WHAT THIS TASK INVOLVES:
Return every line of the listing below word for word, without any changes.
※
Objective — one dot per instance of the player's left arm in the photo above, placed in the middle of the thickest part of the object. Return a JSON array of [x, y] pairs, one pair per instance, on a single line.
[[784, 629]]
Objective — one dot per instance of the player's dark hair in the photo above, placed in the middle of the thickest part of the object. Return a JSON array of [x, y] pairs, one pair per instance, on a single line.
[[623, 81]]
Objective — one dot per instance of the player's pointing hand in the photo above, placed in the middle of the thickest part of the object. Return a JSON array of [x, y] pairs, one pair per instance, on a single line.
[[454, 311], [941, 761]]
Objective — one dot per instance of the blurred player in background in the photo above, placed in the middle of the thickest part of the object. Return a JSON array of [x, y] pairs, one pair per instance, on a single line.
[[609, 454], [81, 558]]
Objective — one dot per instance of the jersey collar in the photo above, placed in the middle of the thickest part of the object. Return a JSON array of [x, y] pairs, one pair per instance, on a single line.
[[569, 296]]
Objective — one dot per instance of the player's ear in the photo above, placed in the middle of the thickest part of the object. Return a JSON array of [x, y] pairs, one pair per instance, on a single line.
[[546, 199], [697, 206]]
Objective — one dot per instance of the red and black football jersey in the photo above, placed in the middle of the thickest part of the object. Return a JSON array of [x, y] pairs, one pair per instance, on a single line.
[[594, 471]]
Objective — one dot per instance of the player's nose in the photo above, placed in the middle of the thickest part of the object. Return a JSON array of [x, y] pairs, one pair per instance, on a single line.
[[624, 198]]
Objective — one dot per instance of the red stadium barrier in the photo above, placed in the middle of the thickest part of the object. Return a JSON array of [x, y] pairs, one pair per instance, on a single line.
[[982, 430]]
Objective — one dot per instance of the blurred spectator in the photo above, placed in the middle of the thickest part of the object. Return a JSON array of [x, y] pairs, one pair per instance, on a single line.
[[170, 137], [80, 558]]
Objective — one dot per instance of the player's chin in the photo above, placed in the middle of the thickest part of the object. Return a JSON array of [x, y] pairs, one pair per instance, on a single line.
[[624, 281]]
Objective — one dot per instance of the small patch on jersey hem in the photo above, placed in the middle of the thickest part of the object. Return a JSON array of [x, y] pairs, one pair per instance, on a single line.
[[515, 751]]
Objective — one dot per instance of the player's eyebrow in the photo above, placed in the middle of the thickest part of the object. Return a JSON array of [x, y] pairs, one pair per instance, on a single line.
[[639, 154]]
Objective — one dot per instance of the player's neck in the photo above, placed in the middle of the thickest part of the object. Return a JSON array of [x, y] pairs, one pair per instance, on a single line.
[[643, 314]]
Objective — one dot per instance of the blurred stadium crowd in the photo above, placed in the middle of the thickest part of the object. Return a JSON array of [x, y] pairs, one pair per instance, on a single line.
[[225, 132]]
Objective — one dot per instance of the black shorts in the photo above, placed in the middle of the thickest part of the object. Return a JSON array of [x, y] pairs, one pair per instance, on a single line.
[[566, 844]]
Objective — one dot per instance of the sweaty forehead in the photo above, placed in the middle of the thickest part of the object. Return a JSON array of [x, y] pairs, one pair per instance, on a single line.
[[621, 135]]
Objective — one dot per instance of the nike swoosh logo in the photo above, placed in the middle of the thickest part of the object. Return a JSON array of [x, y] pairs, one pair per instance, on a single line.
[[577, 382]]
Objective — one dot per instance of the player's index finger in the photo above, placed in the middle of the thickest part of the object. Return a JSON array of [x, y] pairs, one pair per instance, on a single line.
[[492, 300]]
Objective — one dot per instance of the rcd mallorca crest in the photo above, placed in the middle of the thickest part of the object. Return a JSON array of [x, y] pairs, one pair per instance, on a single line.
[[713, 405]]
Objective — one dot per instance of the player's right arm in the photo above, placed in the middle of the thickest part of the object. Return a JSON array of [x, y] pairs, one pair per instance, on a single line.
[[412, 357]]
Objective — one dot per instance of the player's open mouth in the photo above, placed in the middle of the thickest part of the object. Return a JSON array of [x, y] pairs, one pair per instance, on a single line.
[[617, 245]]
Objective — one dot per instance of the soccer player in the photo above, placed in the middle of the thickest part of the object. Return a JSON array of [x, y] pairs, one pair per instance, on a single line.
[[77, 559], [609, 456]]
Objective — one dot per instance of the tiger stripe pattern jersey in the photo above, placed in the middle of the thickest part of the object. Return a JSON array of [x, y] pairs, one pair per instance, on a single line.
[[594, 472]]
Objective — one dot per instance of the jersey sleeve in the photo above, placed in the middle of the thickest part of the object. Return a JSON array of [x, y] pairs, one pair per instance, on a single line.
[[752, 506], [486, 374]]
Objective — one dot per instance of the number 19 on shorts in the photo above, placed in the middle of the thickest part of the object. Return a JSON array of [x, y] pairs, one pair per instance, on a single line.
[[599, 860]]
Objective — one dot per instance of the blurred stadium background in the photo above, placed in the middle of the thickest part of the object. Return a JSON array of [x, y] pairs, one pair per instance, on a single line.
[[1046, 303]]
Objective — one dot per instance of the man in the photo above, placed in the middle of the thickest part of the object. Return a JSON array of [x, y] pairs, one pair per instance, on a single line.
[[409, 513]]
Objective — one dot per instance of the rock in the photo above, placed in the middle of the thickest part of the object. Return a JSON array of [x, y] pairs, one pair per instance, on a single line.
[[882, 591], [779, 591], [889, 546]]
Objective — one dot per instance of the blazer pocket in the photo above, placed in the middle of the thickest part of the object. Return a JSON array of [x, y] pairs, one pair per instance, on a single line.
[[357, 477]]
※
RESULT FOR THIS TASK:
Objective — one dot per instance of the player's left arm in the photo above, placed in the middle of the thickest part of the object. Return a JSON array of [x, y] pairs, one pair per instance, on a single line.
[[784, 629]]
Objective — one dot per instance of the player's dark hair in the photo above, placed in the middle of the thickest part of the object. Return a JSON array of [x, y] pairs, one pair per instance, on a single line.
[[623, 81]]
Objective — one dot per instance of the player's pointing hand in the photo above, placed in the middle of the thickest part of the object. Return a JSON array of [x, y] pairs, one pair per instance, on a single line.
[[454, 311], [941, 761]]
Objective — one dot per instance of the blurred player in background in the photo above, placed in the middle of the thickest part of the object. Return a JSON array of [x, y] pairs, one pair per instance, on a single line.
[[609, 454], [81, 558]]
Objective — one dot per instance of the jersey collar in the photo above, placed in the middle of the thickest part of the object. Return a JSON array of [x, y] pairs, one pair per instance, on a single line.
[[569, 296]]
Objective — one dot per instance of the player's ear in the photo above, placed in the middle of the thickest part of the object. Return a JSON array of [x, y] pairs, one pair per instance, on a single line.
[[546, 199], [697, 206]]
Objective — one dot per instance of the red and black football jersey in the photo above, placed in the middle of the thickest part of the object. Return a JSON array of [x, y] pairs, one pair per instance, on a single line.
[[594, 471]]
Objective — one dot per instance of the player's nose in the photo above, placed in the middle of the thickest part of the object. Return a JSON array of [x, y] pairs, one pair per instance, on a single line.
[[624, 198]]
Objective — one dot per instance of the red stadium barrier in the photo above, placed in the middle of the thickest part of the object. Return a JSON array of [x, y] pairs, one pair per instance, on a single line.
[[982, 430]]
Objective — one dot per instance of the blurred spectator in the photo above, placed in the middle of the thickest part of the object. Return a JSON array of [x, y] pairs, one pair per instance, on a single line.
[[170, 137], [80, 558]]
Objective — one dot per instance of the player's chin in the photo above, placed in the middle of the thickest part of the object. Return a JSON array of [x, y] pairs, one pair per instance, on a single line.
[[624, 281]]
Objective — one dot per instance of the small patch on jersey hem in the photo above, placed in the middle of the thickest part of the object. Return a JSON array of [x, y] pairs, one pair per instance, on a single line.
[[515, 751]]
Objective — one dot per instance of the player's eyebrow in the photo above, placed in the middle of the thickest part of the object. Return a JSON array of [x, y] pairs, one pair per instance, on a single line.
[[639, 154]]
Objective — one dot per instance of the player's neck in the photo above, placed in the middle of the thickest part of the object. Return a JSON array of [x, y] pairs, one pair per instance, on a single line.
[[643, 314]]
Objective — one dot per instance of the blurred stadium crowd in the photo above, placed in the middle of the thickest part of the object. Return a JSON array of [x, y] pairs, one pair per instance, on a single line.
[[225, 132]]
Objective — one dot per instance of the black shorts in the photo above, placed in the middle of the thickest part of the object. Return a JSON array of [x, y] pairs, one pair per instance, on a single line.
[[566, 844]]
Objective — one dot per instance of the sweaty forehead in the photo above, placed in the middle of the thickest part of the object. Return a JSON array of [x, y] pairs, one pair per instance, on a single line.
[[621, 135]]
Objective — one dot per instance of the nike swoosh logo in the photo above, placed in the middle of the thickest part of the object. Return a JSON array of [x, y] pairs, one pair per instance, on a single line.
[[577, 382]]
Objective — one dot per instance of the player's index finger in the photo above, placed in the middle of the thickest part of the object. Return a JSON array of [x, y] pairs, one pair per instance, on a single line.
[[492, 300]]
Objective — one dot per instance of the rcd mallorca crest in the photo above, placed in the middle of the thickest part of the object. Return a JSON array of [x, y] pairs, one pair per instance, on a single line.
[[713, 405]]
Objective — one dot per instance of the player's right arm in the photo above, placed in the middle of the thickest part of the object. Return a JSON array of [x, y] pairs, one pair per instance, on a single line.
[[412, 357]]
Objective — one dot per instance of the player's open mouth in the photo above, placed in the middle of the thickest part of the object. Return a JSON array of [x, y] pairs, one pair per instance, on a single line.
[[617, 245]]
Objective — one dot per instance of the soccer player in the photo above, placed in the middle of the thickest part of the object. Return a JSON array of [x, y] pairs, one pair per instance, on a single line.
[[77, 559], [609, 456]]
Objective — one dot per instance of the tiger stripe pattern jersey in the photo above, placed in the middle of the thickest part of the object. Return a JSON array of [x, y] pairs, one pair per instance, on a single line.
[[594, 472]]
Objective — one dot per instance of the jersey sleeve in the photo above, placed in the middle of the thickest part of the object. Return a JSON array of [x, y] pairs, one pair per instance, on a single line.
[[752, 506], [486, 374]]
Objective — one dot per instance of the number 19 on shorts in the photo above, placed in the middle of the thickest part of the object. Return a JSON array of [x, y] pairs, one pair per instance, on a single line.
[[599, 860]]
Objective — one dot per instance of the blurred stadium background in the photo above, placed in the middle of the thickest part of the object. Return a JSON array of [x, y] pairs, one pair per instance, on a single line.
[[1046, 303]]
Objective — one dot per instance of the man in the photo above, placed in the middle of the thickest part of the object. Return a JSON array of [x, y] pairs, one pair per instance, on a single line.
[[409, 513]]
Objective — one dot per instance of the rock in the photo above, placed in the middle of the thickest part of the object. Return a JSON array of [x, y] pairs, one pair per instance, on a single line.
[[882, 591], [779, 591], [889, 546]]
Objective — one dot per instance of the blazer pocket in the photo above, placed in the middle of the thickest part of the object. Return a JSON array of [x, y] pairs, one pair per instance, on a single line.
[[357, 477]]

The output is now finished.